## To be done:
Rewrite the lines from the one containing "Target: watch face" through the end of the records, inclusive, swapping "short hair" for "long hair" and keeping everything else the same.
** Start Data **
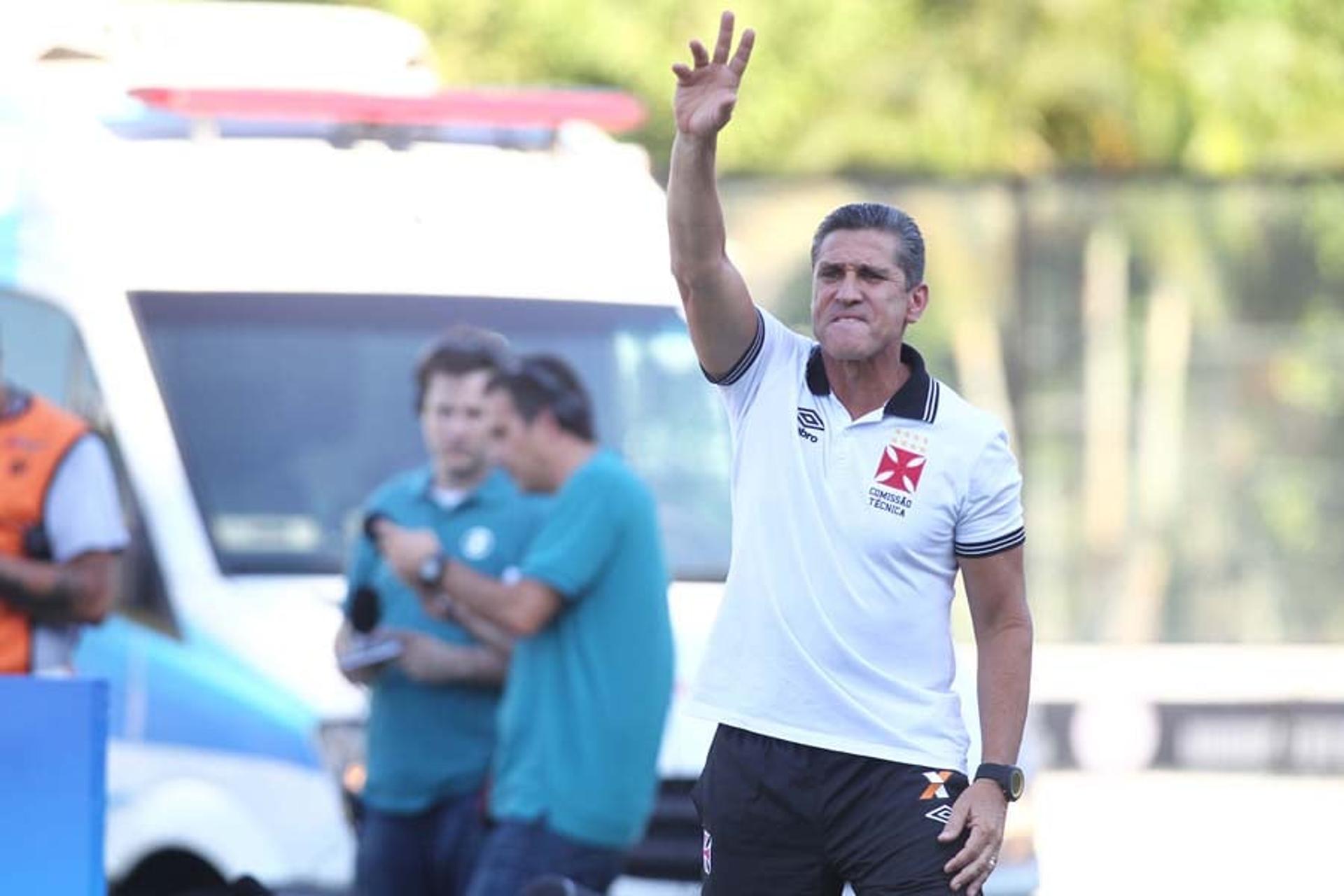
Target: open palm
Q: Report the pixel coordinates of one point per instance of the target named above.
(706, 94)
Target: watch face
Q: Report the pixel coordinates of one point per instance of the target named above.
(432, 570)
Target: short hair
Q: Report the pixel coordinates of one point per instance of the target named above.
(890, 219)
(461, 349)
(547, 383)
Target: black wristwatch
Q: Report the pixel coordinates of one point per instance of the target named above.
(1008, 778)
(430, 571)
** End Data **
## Solution for this exercise:
Target: watch face
Q: Report the pixel coordinates of one point per instance of the target named above.
(432, 570)
Target: long hair
Q: Report the pixel coordinates of one point per instance of the target named above.
(890, 219)
(461, 349)
(547, 383)
Target: black wristwatch
Q: Report the pixel coordinates of one point per instance of the target named above.
(1008, 778)
(430, 571)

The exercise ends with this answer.